TAREFA A REALIZAR
Reproduza fielmente os registros desde o início até a linha que contém "(0, 123), (274, 262)", inclusive. Omita as imagens na resposta.

Linhas de dados de anotação de caixas
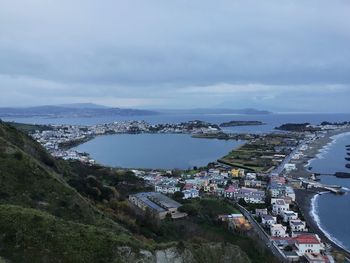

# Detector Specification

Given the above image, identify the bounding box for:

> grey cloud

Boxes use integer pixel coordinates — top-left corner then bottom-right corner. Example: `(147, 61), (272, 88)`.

(0, 0), (350, 111)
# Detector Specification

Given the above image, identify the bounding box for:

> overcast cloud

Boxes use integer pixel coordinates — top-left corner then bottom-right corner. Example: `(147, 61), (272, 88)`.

(0, 0), (350, 112)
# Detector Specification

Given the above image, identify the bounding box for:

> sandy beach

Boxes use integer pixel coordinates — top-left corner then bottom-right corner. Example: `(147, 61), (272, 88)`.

(295, 189), (350, 257)
(291, 128), (350, 257)
(289, 128), (350, 178)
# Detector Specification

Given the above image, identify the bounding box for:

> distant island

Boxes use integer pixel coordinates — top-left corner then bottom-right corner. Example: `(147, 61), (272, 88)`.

(0, 103), (159, 118)
(219, 121), (265, 127)
(157, 108), (272, 115)
(275, 123), (320, 132)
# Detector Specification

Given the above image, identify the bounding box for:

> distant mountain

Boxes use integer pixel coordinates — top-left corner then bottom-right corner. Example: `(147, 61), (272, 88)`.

(0, 103), (158, 118)
(158, 108), (272, 115)
(57, 103), (109, 109)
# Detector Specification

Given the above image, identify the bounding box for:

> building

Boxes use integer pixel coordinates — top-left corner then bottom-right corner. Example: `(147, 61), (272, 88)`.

(304, 253), (335, 263)
(270, 224), (288, 237)
(271, 198), (289, 216)
(289, 219), (306, 232)
(224, 185), (238, 199)
(294, 234), (324, 256)
(244, 179), (263, 188)
(261, 215), (277, 227)
(182, 189), (199, 199)
(154, 182), (181, 194)
(255, 208), (267, 216)
(235, 187), (265, 204)
(282, 211), (298, 223)
(284, 186), (295, 202)
(231, 169), (244, 177)
(129, 192), (186, 219)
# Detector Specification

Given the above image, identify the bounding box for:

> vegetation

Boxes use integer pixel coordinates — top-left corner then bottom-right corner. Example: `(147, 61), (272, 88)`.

(220, 121), (264, 127)
(276, 123), (320, 132)
(219, 134), (296, 173)
(0, 123), (274, 262)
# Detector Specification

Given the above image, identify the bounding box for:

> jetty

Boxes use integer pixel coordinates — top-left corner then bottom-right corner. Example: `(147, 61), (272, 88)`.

(299, 178), (345, 194)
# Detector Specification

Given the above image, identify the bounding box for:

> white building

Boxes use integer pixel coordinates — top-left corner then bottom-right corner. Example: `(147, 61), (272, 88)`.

(154, 183), (181, 194)
(261, 215), (277, 227)
(294, 234), (324, 256)
(282, 211), (298, 223)
(289, 219), (307, 232)
(235, 187), (265, 204)
(270, 224), (288, 237)
(182, 189), (199, 199)
(271, 198), (289, 216)
(284, 186), (295, 202)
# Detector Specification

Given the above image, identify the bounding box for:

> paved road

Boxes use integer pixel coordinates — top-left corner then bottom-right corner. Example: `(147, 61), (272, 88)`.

(237, 204), (288, 262)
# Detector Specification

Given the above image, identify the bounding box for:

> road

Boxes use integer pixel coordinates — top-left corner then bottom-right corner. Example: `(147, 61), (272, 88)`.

(237, 204), (288, 262)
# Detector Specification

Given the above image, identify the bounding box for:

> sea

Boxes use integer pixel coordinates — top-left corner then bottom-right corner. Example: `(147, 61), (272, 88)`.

(3, 113), (350, 250)
(309, 133), (350, 251)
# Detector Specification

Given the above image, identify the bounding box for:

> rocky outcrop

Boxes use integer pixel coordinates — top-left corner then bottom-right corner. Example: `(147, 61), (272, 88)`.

(116, 243), (250, 263)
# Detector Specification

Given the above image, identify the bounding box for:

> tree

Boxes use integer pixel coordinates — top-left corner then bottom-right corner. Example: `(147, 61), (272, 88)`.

(174, 191), (184, 200)
(238, 198), (247, 206)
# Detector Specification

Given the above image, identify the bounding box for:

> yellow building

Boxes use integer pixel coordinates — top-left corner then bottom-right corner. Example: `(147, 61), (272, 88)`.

(231, 168), (244, 177)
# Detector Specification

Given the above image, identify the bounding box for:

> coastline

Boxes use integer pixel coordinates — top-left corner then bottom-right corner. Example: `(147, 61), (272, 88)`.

(295, 189), (350, 257)
(291, 128), (350, 257)
(290, 128), (350, 178)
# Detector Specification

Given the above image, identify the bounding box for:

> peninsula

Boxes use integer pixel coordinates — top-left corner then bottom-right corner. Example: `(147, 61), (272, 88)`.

(219, 121), (264, 127)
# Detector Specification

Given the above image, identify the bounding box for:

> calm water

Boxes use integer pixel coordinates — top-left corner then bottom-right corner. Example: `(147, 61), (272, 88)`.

(3, 114), (350, 133)
(5, 114), (350, 244)
(76, 134), (244, 169)
(311, 133), (350, 251)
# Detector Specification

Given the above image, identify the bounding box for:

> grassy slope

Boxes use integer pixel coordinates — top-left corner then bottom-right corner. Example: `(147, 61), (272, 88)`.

(0, 123), (270, 262)
(0, 123), (139, 262)
(0, 205), (138, 262)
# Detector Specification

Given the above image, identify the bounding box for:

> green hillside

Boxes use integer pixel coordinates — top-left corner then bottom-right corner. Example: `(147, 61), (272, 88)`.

(0, 121), (274, 263)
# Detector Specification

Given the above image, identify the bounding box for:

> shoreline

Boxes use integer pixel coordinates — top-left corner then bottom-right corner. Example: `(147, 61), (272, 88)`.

(294, 189), (350, 257)
(292, 128), (350, 257)
(290, 128), (350, 178)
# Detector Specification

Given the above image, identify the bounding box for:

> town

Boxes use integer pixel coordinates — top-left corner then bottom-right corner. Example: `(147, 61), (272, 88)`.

(31, 121), (220, 163)
(129, 123), (350, 262)
(32, 121), (348, 262)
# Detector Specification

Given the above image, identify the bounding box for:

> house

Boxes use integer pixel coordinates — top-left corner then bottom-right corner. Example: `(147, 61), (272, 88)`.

(261, 215), (277, 227)
(182, 189), (199, 199)
(255, 208), (267, 216)
(284, 186), (295, 202)
(224, 185), (238, 199)
(235, 187), (265, 204)
(244, 180), (262, 188)
(284, 163), (296, 173)
(231, 169), (244, 177)
(271, 198), (289, 216)
(154, 182), (181, 194)
(270, 224), (288, 237)
(289, 219), (306, 232)
(269, 186), (281, 198)
(204, 183), (218, 193)
(282, 210), (298, 223)
(294, 234), (324, 256)
(129, 192), (187, 219)
(304, 253), (335, 263)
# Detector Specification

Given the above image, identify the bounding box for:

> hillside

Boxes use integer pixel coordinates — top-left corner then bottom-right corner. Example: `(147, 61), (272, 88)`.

(0, 104), (157, 118)
(0, 121), (273, 263)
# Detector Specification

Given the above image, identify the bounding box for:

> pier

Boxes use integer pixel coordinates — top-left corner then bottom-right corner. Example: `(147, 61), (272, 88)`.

(299, 178), (345, 194)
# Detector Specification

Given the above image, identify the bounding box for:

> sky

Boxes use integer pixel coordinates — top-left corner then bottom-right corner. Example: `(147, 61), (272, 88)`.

(0, 0), (350, 112)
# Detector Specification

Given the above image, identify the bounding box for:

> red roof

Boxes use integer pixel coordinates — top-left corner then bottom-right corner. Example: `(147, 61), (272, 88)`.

(225, 185), (237, 193)
(294, 235), (320, 244)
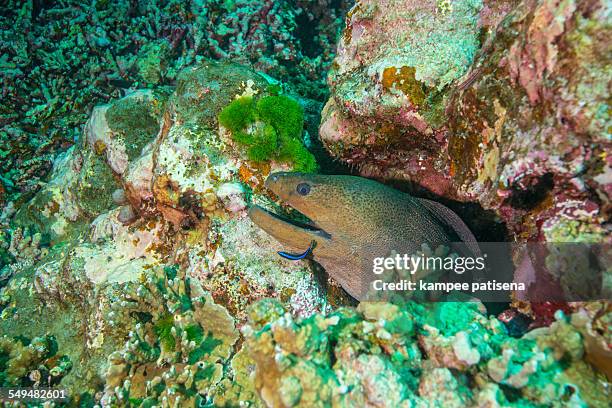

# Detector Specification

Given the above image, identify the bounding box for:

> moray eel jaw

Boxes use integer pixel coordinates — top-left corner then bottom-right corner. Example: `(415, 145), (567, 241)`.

(249, 205), (332, 253)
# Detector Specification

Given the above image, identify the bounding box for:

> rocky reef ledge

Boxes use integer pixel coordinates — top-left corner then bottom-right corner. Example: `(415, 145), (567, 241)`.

(0, 0), (612, 407)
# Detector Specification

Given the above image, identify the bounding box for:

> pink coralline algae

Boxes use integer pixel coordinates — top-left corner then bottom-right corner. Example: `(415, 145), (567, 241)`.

(320, 0), (612, 241)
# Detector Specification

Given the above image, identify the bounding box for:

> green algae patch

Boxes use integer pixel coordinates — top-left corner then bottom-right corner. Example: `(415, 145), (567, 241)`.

(219, 95), (317, 172)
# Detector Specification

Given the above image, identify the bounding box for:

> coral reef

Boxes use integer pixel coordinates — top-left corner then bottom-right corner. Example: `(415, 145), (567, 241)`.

(243, 301), (608, 407)
(219, 95), (317, 173)
(0, 0), (612, 407)
(320, 0), (610, 241)
(0, 0), (352, 196)
(0, 61), (329, 406)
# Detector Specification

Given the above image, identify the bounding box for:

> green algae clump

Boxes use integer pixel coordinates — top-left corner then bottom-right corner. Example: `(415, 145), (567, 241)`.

(219, 95), (317, 172)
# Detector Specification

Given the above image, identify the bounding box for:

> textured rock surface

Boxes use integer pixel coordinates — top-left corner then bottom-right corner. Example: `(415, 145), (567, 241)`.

(320, 0), (612, 241)
(243, 302), (608, 407)
(0, 62), (329, 406)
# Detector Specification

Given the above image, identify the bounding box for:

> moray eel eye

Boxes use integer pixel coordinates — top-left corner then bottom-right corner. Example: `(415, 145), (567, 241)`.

(295, 183), (310, 195)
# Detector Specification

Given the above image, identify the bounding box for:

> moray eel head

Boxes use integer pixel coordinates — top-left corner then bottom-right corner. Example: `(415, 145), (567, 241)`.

(249, 173), (333, 253)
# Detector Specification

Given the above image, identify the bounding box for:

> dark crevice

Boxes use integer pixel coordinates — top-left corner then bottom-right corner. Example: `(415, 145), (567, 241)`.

(505, 173), (555, 211)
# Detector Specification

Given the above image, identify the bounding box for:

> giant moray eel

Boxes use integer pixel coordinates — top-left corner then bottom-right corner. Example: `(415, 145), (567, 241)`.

(249, 173), (479, 300)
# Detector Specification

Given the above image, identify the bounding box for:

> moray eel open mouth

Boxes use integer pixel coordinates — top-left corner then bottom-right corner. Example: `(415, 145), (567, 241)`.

(249, 205), (331, 242)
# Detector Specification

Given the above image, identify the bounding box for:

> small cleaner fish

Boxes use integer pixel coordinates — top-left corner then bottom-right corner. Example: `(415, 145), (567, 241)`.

(249, 172), (480, 300)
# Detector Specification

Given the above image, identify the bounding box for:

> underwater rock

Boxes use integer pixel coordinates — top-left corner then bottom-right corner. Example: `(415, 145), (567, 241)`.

(320, 0), (612, 241)
(243, 300), (607, 407)
(0, 0), (352, 196)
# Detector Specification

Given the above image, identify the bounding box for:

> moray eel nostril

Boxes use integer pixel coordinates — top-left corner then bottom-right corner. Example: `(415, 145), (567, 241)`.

(249, 173), (480, 300)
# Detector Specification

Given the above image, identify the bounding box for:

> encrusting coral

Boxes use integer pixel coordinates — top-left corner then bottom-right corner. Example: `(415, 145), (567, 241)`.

(243, 300), (608, 407)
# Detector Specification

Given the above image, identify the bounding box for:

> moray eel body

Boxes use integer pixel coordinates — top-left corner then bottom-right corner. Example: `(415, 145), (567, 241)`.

(249, 173), (478, 300)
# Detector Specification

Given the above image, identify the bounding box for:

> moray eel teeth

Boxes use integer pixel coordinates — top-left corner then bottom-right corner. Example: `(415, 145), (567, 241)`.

(249, 205), (331, 251)
(249, 172), (478, 300)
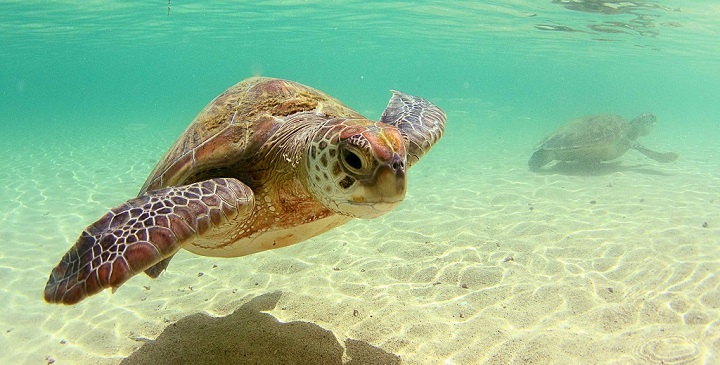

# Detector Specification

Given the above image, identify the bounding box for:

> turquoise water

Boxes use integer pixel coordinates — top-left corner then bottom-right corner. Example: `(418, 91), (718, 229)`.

(0, 0), (720, 364)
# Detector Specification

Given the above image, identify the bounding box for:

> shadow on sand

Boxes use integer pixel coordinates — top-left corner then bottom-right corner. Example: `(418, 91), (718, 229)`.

(121, 292), (401, 365)
(534, 161), (671, 176)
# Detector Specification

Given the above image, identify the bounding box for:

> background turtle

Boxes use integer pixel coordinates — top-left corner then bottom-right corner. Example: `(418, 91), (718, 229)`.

(528, 113), (678, 171)
(45, 78), (445, 304)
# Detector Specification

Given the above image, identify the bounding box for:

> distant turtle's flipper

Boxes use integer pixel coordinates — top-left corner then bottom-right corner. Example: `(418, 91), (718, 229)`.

(632, 142), (679, 163)
(380, 90), (446, 167)
(528, 149), (553, 172)
(45, 179), (254, 304)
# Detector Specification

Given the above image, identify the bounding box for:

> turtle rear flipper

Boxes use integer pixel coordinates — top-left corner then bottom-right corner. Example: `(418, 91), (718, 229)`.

(45, 178), (254, 304)
(631, 142), (679, 163)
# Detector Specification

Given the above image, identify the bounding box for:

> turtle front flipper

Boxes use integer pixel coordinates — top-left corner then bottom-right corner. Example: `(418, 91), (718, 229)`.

(45, 178), (254, 304)
(631, 142), (679, 163)
(380, 90), (446, 167)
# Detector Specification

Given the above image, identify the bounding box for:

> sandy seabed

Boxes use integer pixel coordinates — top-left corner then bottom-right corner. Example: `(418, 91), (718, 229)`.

(0, 111), (720, 364)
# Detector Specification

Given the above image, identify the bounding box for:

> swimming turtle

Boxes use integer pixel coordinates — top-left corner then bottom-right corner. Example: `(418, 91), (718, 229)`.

(528, 113), (678, 171)
(44, 77), (446, 304)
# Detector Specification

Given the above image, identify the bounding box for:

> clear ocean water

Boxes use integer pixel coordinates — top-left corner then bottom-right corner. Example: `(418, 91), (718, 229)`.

(0, 0), (720, 364)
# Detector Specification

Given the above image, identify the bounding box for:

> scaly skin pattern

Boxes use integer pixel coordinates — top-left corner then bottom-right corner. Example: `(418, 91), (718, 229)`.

(45, 178), (253, 304)
(45, 78), (445, 304)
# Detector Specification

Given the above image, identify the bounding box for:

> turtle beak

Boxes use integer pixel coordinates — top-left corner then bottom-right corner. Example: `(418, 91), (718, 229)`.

(350, 153), (407, 218)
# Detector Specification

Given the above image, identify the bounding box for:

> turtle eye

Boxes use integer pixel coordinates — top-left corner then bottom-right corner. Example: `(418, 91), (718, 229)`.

(343, 149), (363, 170)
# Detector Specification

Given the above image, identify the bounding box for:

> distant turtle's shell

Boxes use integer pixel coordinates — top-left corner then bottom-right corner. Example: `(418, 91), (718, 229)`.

(538, 114), (630, 149)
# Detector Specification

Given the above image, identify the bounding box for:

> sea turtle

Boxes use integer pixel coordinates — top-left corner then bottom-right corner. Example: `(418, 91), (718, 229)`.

(528, 113), (678, 171)
(44, 77), (445, 304)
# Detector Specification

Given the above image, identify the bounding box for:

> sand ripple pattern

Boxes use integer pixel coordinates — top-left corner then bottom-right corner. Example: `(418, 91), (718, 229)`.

(638, 336), (701, 365)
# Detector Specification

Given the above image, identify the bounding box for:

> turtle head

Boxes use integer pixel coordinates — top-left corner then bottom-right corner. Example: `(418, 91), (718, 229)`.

(630, 113), (656, 136)
(306, 119), (407, 218)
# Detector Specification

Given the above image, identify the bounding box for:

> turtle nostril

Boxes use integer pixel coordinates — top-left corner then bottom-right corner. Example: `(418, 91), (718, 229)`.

(390, 155), (405, 172)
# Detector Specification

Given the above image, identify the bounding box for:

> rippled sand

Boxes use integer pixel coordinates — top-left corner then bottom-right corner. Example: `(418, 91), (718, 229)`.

(0, 112), (720, 364)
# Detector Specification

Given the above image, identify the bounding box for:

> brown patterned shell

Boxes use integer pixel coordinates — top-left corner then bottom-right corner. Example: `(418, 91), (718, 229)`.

(538, 114), (630, 149)
(140, 77), (363, 194)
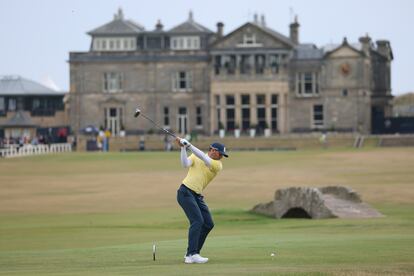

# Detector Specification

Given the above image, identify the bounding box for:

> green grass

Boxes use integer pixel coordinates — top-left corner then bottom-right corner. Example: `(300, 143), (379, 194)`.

(0, 149), (414, 275)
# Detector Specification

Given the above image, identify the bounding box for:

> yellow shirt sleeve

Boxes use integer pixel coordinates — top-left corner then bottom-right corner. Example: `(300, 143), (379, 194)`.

(210, 159), (223, 173)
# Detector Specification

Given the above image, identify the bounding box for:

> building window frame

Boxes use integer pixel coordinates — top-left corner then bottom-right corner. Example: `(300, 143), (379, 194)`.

(172, 70), (193, 92)
(312, 104), (325, 129)
(241, 94), (251, 131)
(196, 106), (203, 129)
(171, 36), (201, 50)
(163, 106), (170, 128)
(295, 71), (319, 97)
(270, 94), (279, 131)
(103, 72), (124, 93)
(225, 94), (236, 130)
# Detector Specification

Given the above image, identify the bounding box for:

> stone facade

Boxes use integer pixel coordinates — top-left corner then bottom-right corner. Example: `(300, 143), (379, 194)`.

(69, 11), (393, 135)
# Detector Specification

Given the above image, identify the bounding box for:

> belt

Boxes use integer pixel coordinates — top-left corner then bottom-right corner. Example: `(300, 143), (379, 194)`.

(181, 184), (201, 196)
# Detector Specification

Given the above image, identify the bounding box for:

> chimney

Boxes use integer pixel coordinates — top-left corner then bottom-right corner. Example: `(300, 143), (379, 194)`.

(359, 34), (371, 57)
(217, 22), (224, 37)
(260, 14), (266, 27)
(114, 8), (124, 20)
(377, 40), (394, 60)
(253, 13), (259, 24)
(290, 15), (300, 44)
(188, 10), (194, 22)
(155, 19), (164, 31)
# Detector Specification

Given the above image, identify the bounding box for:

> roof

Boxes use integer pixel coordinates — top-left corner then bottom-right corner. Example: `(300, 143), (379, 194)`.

(321, 43), (362, 53)
(295, 44), (323, 60)
(88, 9), (145, 36)
(392, 92), (414, 105)
(249, 22), (295, 46)
(169, 11), (213, 34)
(0, 76), (66, 96)
(2, 110), (36, 127)
(213, 22), (295, 47)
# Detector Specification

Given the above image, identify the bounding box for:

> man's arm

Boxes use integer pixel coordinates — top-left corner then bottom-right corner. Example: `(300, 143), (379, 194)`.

(180, 139), (212, 168)
(175, 137), (193, 168)
(181, 147), (193, 168)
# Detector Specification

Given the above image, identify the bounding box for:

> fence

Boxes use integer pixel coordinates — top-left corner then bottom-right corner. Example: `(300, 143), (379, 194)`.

(0, 144), (72, 158)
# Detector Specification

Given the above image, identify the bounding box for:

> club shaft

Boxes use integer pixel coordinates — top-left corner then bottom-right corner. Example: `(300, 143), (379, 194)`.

(141, 113), (177, 138)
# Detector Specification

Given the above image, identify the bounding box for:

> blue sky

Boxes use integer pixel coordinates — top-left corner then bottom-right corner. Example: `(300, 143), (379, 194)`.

(0, 0), (414, 95)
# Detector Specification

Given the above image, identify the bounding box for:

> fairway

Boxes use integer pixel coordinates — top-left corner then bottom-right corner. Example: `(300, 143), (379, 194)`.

(0, 148), (414, 275)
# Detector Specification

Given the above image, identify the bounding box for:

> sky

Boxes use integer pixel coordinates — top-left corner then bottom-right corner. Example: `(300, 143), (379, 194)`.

(0, 0), (414, 95)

A RESPOSTA
# Detector Specification

Given the above image, identify the bounding box for:

> grey cloud

Boxes use integer pixel coordinates — top-left corner then bottom-right corner. Example: `(147, 61), (272, 88)`.

(0, 0), (350, 111)
# Detector Specification

Given the above image, identify the bounding box for:

> overcast cloud

Boxes use integer pixel coordinates — top-left corner then bottom-right corner. Example: `(147, 61), (272, 88)`.

(0, 0), (350, 112)
# Detector Specification

Given the above image, identify the bounding box for:

> sandy beach

Boxes use integer pixel coordinates — top-left corner then bottom-right corner. Example: `(147, 61), (272, 88)`.

(295, 189), (350, 257)
(291, 128), (350, 257)
(289, 128), (350, 178)
# Detector Specification

Given the above image, identify the bounding box for:

> distant island

Boxes use integer pixel coordinates — top-left corner then bottom-right corner. Example: `(147, 61), (272, 88)`.

(0, 103), (159, 118)
(219, 121), (265, 127)
(157, 108), (272, 115)
(275, 123), (320, 132)
# Detector Specification

Given the above image, identify the bounding box for:

> distant mountain

Boxes use integer pixel coordinates — top-left corner then bottom-right corner. Example: `(147, 61), (272, 88)`.

(0, 103), (158, 118)
(158, 108), (272, 115)
(57, 103), (109, 109)
# Detector Specification

Given the above image, identify the bounding box for:

> building

Boxes use integer pixel coordinates — top-left corner then bottom-right corner. Example: `(147, 61), (272, 88)`.

(304, 253), (335, 263)
(270, 224), (288, 237)
(271, 198), (289, 216)
(289, 219), (306, 232)
(224, 185), (238, 199)
(294, 234), (324, 256)
(244, 179), (263, 188)
(261, 215), (277, 227)
(182, 189), (199, 199)
(154, 182), (181, 194)
(255, 208), (267, 216)
(235, 187), (265, 204)
(282, 211), (298, 223)
(284, 186), (295, 202)
(231, 169), (244, 177)
(129, 192), (186, 219)
# Detector Specification

Given the above image, identify the bounding box for:

> vegetation

Boxes use integer pixel coordinates — top-left corner then bottom-right corner. Example: `(147, 61), (272, 88)`.

(220, 121), (264, 127)
(276, 123), (320, 132)
(219, 134), (296, 173)
(0, 123), (274, 262)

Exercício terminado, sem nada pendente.